[Region pointing data]
·····

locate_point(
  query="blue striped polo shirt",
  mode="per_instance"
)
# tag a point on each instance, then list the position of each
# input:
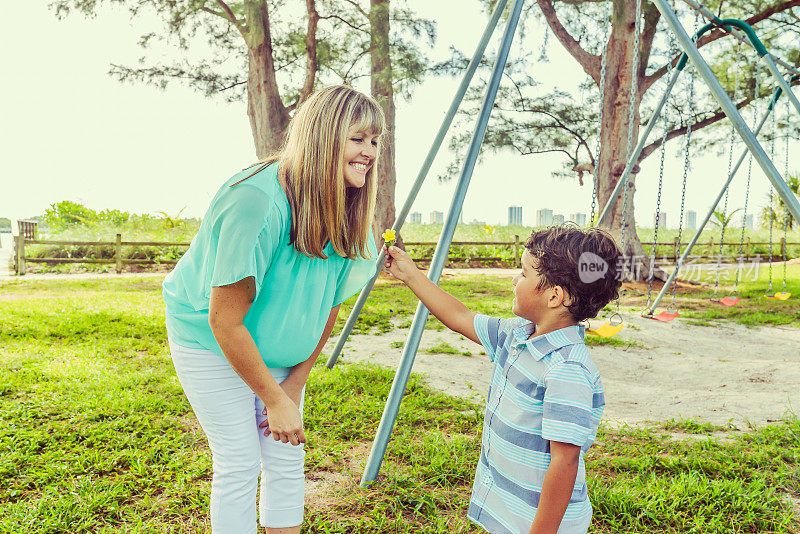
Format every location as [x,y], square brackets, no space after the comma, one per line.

·····

• [Task brief]: Take the line containing "# tag a point" and every line after it to the end of the records, and restate them verbatim, with no pictures.

• [Task result]:
# tag a point on each instance, then list the position of each
# input:
Format every location as [x,y], square brackets, no space after the comma, one per line.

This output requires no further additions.